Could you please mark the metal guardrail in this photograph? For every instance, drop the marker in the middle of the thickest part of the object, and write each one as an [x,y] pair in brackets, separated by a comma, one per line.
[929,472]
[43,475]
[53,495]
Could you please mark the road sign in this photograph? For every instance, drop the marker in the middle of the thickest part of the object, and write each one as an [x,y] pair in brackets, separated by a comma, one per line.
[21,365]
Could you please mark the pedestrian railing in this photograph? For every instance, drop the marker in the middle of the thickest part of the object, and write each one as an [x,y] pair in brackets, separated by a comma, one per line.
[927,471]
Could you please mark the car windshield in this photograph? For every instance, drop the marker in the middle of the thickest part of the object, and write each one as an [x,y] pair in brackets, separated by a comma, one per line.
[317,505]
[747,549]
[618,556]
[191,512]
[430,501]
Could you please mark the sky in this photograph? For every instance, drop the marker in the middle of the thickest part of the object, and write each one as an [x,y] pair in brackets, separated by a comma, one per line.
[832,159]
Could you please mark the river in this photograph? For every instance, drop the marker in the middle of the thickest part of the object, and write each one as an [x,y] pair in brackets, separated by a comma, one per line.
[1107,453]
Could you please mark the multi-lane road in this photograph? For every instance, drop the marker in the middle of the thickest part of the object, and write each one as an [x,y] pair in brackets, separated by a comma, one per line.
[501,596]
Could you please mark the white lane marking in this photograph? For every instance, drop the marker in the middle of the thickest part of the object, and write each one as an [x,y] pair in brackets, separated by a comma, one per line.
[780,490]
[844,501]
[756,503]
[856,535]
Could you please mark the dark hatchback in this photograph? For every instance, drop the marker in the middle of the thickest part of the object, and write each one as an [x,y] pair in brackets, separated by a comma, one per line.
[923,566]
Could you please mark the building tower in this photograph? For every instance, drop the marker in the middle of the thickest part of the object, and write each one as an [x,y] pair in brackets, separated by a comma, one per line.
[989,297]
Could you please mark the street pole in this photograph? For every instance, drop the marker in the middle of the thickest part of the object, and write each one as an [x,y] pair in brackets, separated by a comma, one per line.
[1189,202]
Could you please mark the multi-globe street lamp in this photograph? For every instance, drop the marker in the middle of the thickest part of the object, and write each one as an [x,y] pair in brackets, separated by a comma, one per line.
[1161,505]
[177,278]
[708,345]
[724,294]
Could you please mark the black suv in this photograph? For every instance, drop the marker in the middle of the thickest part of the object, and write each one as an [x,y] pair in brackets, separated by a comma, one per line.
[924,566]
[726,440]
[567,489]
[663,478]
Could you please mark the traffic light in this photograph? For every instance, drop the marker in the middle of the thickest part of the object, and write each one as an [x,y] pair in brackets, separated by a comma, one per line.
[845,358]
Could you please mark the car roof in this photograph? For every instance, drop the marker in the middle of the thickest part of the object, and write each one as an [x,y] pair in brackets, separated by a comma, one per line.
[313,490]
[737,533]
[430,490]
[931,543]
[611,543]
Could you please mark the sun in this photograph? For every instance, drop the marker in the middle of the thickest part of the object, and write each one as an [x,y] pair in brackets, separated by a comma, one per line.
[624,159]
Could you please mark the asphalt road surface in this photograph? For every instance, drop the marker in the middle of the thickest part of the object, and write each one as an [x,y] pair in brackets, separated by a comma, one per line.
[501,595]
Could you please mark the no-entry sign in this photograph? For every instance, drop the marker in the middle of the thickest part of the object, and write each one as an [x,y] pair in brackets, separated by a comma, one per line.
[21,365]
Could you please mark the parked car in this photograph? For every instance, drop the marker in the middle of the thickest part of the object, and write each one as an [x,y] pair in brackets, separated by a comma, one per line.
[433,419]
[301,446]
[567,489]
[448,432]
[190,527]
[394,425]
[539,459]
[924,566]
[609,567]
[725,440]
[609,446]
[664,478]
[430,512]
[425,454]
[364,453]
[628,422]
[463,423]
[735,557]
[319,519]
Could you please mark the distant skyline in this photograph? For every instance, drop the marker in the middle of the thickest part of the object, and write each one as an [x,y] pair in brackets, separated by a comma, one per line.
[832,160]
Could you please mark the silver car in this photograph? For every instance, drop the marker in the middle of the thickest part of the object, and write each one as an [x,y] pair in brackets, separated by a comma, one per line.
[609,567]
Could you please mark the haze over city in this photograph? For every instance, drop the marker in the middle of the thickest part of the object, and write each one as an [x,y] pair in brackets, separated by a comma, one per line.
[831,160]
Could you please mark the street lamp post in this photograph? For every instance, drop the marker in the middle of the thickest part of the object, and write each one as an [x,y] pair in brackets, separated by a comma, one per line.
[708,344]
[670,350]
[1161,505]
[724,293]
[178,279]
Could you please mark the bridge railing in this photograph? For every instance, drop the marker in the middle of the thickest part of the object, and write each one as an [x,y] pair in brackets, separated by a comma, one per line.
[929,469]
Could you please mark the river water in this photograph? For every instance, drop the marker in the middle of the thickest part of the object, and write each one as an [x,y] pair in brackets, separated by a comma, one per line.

━━━

◆ **Your objective**:
Return the records above verbatim, in their entirety.

◆ **Result of the task**:
Could you please mark the metal guardrail in this photograph? For every instance, drop the marker in the middle of the thickest part of the object, and write each one as an [x,y] pair in brackets, separated by a comma, one per line.
[929,472]
[43,475]
[53,495]
Could you please mark the road sign in this photograph? For every instance, drop the marker in the middle of the thickest part of the object, and write each one as an [x,y] pair in brackets, separated by a comma, one per line.
[21,365]
Could you please mark the pedestrian railing in this photograph? For every instance, drop the marker in the middle of the thickest part of the object, and write each one as an [x,y] pair in brackets, separated by a comma, one per line.
[927,471]
Could you please mark the car windshield in this photograph? For every instance, drop the marker in the middle of the thickest part of the object, and write each one as an [x,y] pair in brackets, separated by a comma, one per line.
[317,505]
[747,549]
[618,556]
[191,512]
[430,501]
Could you please mark the sky in this photograph? For every instance, drop the marker in the middle of the thickest part of the object, and write each one as an [x,y] pair in brackets, separated by a comma, one per line.
[832,159]
Could you please mark the river in this photograph? For every instance, drop the marker in the middle of the thickest part of the object, and write each one as an [x,y] pair in brackets, separated by a comma, one per line.
[1107,453]
Could you please mark the multi-lane road in this photograph? For every instance, drop the marker in the middle of the thickest part of the object, and write each one as an [x,y] pair in brackets, separated by a comma, one per line.
[501,596]
Could you please mark the white lane marking in this photograph? For every instance, drop the marker in the middle of the thickest part of the object, and write each one as an [x,y] pair in brackets, separated by a comma, one per line.
[780,490]
[844,501]
[756,503]
[856,535]
Could you please mark the dark hatchback in this photograph? For every instance, drop the marker in the middle of the thickest part of the object, and write each one as an [x,y] pair in brackets, separated by a comma, one per line.
[923,566]
Could you please mark the building tower in this photograph? For every instance, drop the marker in the middle of the thickest part of the object, and write each one as an [x,y] pair in brackets, separated by a comma, one per line.
[989,297]
Could you please mark the street pole in this photograph? For every instance, drop the marker in the middle of the thickest part of the object, and write each one as an [x,y] pair in brackets, separated by a comma, one per line.
[1189,202]
Could you please mark the multi-globe street lamp in this photograph? For every instance, drop the marker in the middle of the thickest part of the object, and write each one as an [x,y] pair in brackets, separated by a comma, one per line.
[1161,505]
[177,278]
[708,345]
[724,294]
Could you please mark the black suv in this photograph? For every instance, drop the marker in the middle of the thickest part of the object, and write each one as an [x,y] pair in brackets, separated by a comma, one per line.
[924,566]
[726,440]
[567,489]
[663,478]
Could you please mark the traffic light in this photograph? For every instance, drop the marker in the middle of the thickest part of the object, and write each one as an [x,y] pair in brackets, separated by a comma, one per line.
[845,358]
Could you please mark the car roof in this photograph? For every instance, drop the marker in the middle of the thickest part of the object, and write each one as an [x,y] pair in brackets, separated by a comma, one per line.
[313,490]
[737,533]
[430,490]
[931,543]
[611,543]
Could you please mark the sun in this photograph? For every instance, drop the marker in the middle of the thickest part of the object, and write each one as an [x,y] pair in brackets, separated by a comma, one per line.
[624,159]
Could you please mark the asphalt road surface in this photograph? For every instance, drop the marker in the middle of the thickest part of the object, and write each one as an [x,y] pair in brackets, separated by a comma, one per line.
[501,595]
Could you please mark the no-entry sign in this photograph? For every instance, drop the marker in the middle of the thickest part of the object, and write each one as an [x,y] pair in brackets, separated by a comma, one per line.
[21,365]
Could you please mark the parked car in this photograph? For every instance, drop the marker in the middle of the thickest part of the object, and write each one as an [x,y] pair in brackets, separated by a comma, one per line.
[433,419]
[301,446]
[567,489]
[448,432]
[190,527]
[394,425]
[539,459]
[924,566]
[609,567]
[725,440]
[609,446]
[664,478]
[430,512]
[425,454]
[364,453]
[628,422]
[463,423]
[735,557]
[319,519]
Could you please mark the distant skyline in this photograph? For every instance, drop the marker in the middle of the thickest part of the object, and write each one as an [x,y] pair in brackets, separated by a comma, one per line.
[832,160]
Could you please mark the silver car in this photograph? For every instance, drop the marker in the middle of the thickest part of the object, and write each one as an [x,y] pair in brackets, separated by a comma, one per line.
[609,567]
Could you please mark the haze over city in this photograph? For every instance, drop the marker in the middle of the thickest part of the object, and write each one as an [x,y] pair in brackets, separated by a comma, one per line.
[831,160]
Could you please mark the street lamp post in this photograph? For every instance, drop the marker in the middle of the thickest part of the object, and write each one as an [x,y] pair in brackets, separated by a comma, one per line.
[708,344]
[670,350]
[1161,505]
[724,293]
[178,279]
Could you please mark the bridge railing in this photograph? For every instance, drop the marker in the middle of the thickest part of the object, and write each one as an [x,y] pair in brackets, separated by a comma, one per line.
[929,469]
Could you please mark the river water in this photograph? For every instance, drop the marker in the middle of the thickest part of the object, and write each one as an [x,y] pair in brackets, separated by a comma, one per line.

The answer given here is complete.